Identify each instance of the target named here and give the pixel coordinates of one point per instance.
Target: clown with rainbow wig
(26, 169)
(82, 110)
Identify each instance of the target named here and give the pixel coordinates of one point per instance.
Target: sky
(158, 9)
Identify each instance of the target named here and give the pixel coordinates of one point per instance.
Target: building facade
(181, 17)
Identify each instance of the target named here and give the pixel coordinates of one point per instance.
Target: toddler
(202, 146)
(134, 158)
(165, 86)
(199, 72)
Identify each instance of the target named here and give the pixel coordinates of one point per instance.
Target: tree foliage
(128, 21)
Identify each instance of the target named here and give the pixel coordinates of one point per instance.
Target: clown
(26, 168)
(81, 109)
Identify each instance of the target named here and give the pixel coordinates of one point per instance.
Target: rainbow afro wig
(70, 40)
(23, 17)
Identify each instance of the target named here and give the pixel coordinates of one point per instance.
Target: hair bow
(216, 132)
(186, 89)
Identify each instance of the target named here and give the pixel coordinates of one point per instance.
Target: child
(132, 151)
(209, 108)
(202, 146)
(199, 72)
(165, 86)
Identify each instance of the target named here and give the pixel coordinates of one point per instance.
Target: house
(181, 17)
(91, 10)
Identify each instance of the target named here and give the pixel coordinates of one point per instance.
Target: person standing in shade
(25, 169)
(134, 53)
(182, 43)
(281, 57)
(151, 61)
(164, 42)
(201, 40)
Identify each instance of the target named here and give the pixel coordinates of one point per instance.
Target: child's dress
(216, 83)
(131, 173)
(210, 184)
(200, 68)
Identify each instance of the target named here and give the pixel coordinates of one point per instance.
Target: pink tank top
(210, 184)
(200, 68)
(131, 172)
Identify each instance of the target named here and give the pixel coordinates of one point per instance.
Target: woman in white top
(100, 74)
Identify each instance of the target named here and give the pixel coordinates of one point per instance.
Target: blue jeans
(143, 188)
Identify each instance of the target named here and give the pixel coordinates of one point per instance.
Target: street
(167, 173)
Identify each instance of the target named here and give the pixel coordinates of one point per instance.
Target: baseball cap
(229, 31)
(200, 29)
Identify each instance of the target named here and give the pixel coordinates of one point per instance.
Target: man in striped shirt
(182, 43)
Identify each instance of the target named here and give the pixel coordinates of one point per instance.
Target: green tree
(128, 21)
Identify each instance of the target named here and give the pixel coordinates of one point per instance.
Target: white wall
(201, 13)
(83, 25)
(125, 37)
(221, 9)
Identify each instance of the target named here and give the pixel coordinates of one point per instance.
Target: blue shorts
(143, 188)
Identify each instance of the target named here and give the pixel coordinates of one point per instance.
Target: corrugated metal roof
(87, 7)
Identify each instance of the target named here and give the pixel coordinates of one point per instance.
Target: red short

◆ Given problem ◆
Reproduce each line verbatim.

◆ Problem solution ◆
Identify each instance of the target named here and give the pixel coordinates of one point per instance.
Target: clown with rainbow wig
(26, 169)
(82, 110)
Identify each instance of the target named here and give the pixel coordinates of one point per instance.
Target: sky
(158, 9)
Identify each instance of the target named here and give the pixel coordinates of one point per instance.
Target: building facade
(181, 17)
Identify each instance of the target named here and give the pixel coordinates of one point per instance.
Target: toddler
(202, 146)
(134, 158)
(165, 86)
(199, 72)
Identify each instance of the target named here and give the pixel coordinates of one point per instance.
Target: tree foliage
(128, 21)
Identify each instance of the target named here and give the pixel coordinates of one point per instance.
Target: clown
(26, 168)
(81, 109)
Identify each instance of the target named here and give the pixel coordinates of one point per instance.
Target: rainbow afro wig
(70, 40)
(23, 17)
Identify each instance of the target named here and give the pixel coordinates of one point per instance.
Target: hair bow
(216, 132)
(186, 89)
Identify each instance of the target named here and give the pixel coordinates of one point per instance.
Target: child
(132, 151)
(209, 108)
(202, 146)
(199, 72)
(165, 86)
Identify each instance of the target named here and give the pixel coordinates of one point per instance.
Target: house
(181, 17)
(91, 10)
Identify each instance of the target named here and give the pixel coordinates of one point per instance.
Target: person standing in shade
(25, 169)
(134, 53)
(182, 43)
(281, 57)
(151, 61)
(164, 42)
(201, 40)
Identify each instance of the target named here and give the pixel coordinates of one point per instance.
Target: child's dress
(216, 83)
(131, 173)
(210, 184)
(200, 68)
Identify each instance of the target named here and give the pixel coordinates of one point per instance.
Target: pink tank top
(210, 184)
(200, 68)
(131, 172)
Identify each instance of the target named here and give the pixel coordinates of one point per instance.
Target: woman in white top
(100, 74)
Identify each instance of the target named here and give the pixel coordinates of one point per instance.
Target: blue jeans
(143, 188)
Identify each instance of the target named here and give the pixel coordinates of one point per instance.
Target: street
(167, 173)
Identify each instance of the target named here and give the pixel coordinates of one point per instance.
Target: baseball cap
(229, 31)
(200, 29)
Identify each instance of the target named here and give the pixel coordinates of one point per instance.
Target: man in striped shirt
(182, 43)
Identify each instance of the target named here and give the pixel coordinates of one point per instance.
Target: green tree
(128, 21)
Identify each instance of the target named here and give the pixel coordinates of one point per instance.
Target: white wall
(201, 13)
(83, 25)
(125, 37)
(221, 9)
Identify each instance of the target named here and give the pixel coordinates of one point per instance.
Target: blue shorts
(143, 188)
Identify each instance of the target named here and give the pixel coordinates of one point per instance.
Target: corrugated metal roof
(87, 7)
Identify each instance of the target named here and give the pixel coordinates of one point per instance.
Target: red short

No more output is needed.